▶ [WHAT TO WORK ON] Can you swap "lesson" for "session" throughout the entries below and leave every other part of them unchanged?

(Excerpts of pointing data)
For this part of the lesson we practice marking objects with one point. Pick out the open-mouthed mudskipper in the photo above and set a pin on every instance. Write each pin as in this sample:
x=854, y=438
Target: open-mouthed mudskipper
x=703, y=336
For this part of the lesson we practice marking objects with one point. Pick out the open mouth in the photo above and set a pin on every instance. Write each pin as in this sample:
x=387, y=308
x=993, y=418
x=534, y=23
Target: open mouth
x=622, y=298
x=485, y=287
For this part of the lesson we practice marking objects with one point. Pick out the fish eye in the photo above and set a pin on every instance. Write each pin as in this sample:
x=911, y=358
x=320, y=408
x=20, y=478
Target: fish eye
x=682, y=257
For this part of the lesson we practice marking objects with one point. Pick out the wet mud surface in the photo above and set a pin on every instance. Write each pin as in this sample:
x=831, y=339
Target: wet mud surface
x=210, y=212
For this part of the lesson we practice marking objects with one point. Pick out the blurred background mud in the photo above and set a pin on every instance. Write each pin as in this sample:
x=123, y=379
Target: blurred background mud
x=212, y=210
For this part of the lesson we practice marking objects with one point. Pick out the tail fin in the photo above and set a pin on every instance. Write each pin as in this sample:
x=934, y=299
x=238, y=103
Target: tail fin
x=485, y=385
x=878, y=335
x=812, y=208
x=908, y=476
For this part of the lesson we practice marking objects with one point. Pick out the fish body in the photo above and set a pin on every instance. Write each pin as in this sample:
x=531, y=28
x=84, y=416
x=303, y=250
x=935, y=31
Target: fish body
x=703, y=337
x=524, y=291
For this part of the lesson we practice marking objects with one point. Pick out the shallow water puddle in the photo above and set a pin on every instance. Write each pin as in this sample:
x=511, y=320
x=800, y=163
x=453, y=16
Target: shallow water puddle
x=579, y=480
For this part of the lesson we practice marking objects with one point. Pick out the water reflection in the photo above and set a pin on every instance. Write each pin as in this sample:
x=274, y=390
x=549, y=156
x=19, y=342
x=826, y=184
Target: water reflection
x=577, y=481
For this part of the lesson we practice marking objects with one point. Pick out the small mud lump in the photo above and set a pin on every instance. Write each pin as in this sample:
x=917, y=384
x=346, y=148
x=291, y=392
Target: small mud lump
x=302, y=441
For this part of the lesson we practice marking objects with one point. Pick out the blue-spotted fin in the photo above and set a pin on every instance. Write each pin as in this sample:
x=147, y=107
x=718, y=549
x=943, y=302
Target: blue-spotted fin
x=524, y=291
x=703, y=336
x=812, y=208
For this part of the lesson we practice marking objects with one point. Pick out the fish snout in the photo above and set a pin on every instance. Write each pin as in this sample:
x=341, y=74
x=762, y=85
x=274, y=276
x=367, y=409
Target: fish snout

▶ [WRITTEN REPLY]
For this part of the session we practice marking objects with one point. Pick out the open-mouthed mudskipper in the photo above and set a pin on every instance. Write each pin as in this sample:
x=854, y=438
Target: open-mouthed mudskipper
x=703, y=336
For this part of the session we practice marking objects with one point. Pick out the open mouth in the photo above and set a pin on every instance. Write each pin as in this sample:
x=387, y=308
x=993, y=418
x=534, y=23
Target: open mouth
x=622, y=298
x=485, y=287
For this part of the session we practice marking objects with one point. Pick out the fish eye in the photo above and set a pin on every instance. Write each pin as in this sample:
x=911, y=358
x=320, y=408
x=20, y=478
Target: fish eye
x=682, y=257
For this part of the session we practice marking objects with one point. Pick out the wet mud surface in the photo above and set a pin on every instance. Write each pin as in this sample:
x=831, y=339
Target: wet mud surface
x=210, y=212
For this part of the session we practice marking objects with one point. Pick out the blurred background mud in the photo above and set a pin on every instance. Write each pin as in this sample:
x=123, y=379
Target: blurred background mud
x=212, y=210
For this part of the session we practice marking objects with one point. Pick out the tail fin in the photo above and set a pin on every instance. Write each pin as in this sample:
x=934, y=299
x=238, y=103
Target: tail fin
x=485, y=385
x=878, y=335
x=812, y=208
x=908, y=476
For this part of the session we practice marking objects with one point. Pick out the fish body in the photo above and set a pin on every instance. Write each pin as in this sample:
x=531, y=28
x=84, y=416
x=303, y=250
x=935, y=31
Target: fish body
x=703, y=337
x=524, y=291
For this part of the session we practice marking objects with one point. Pick out the shallow water puddle in the photo above and set a pin on every instance. Write each pin as in this sample:
x=511, y=320
x=800, y=163
x=453, y=16
Target: shallow water puddle
x=579, y=480
For this part of the session we practice marking objects with one point. Pick out the water reflection in the photo above and set a pin on every instance. Write each pin as in this sample:
x=274, y=390
x=549, y=156
x=19, y=342
x=826, y=184
Target: water reflection
x=577, y=481
For this part of the session we practice marking objects with one point. Pick out the small mud lump in the photo above and set a pin on every instance. Write each pin as in this sample:
x=917, y=384
x=346, y=148
x=291, y=392
Target: small mud lump
x=302, y=441
For this part of the session we practice marking objects with one point. Pick out the blue-spotted fin in the photo above and set a pin on every instance. Write each pin as in this sample:
x=147, y=107
x=718, y=549
x=943, y=302
Target: blue-spotted fin
x=524, y=291
x=703, y=336
x=812, y=208
For this part of the session we practice marking objects with one point. Pick out the fish snout in the photo above and set a pin on every instance. Write each pin as in this sample:
x=341, y=74
x=762, y=85
x=274, y=276
x=367, y=409
Target: fish snout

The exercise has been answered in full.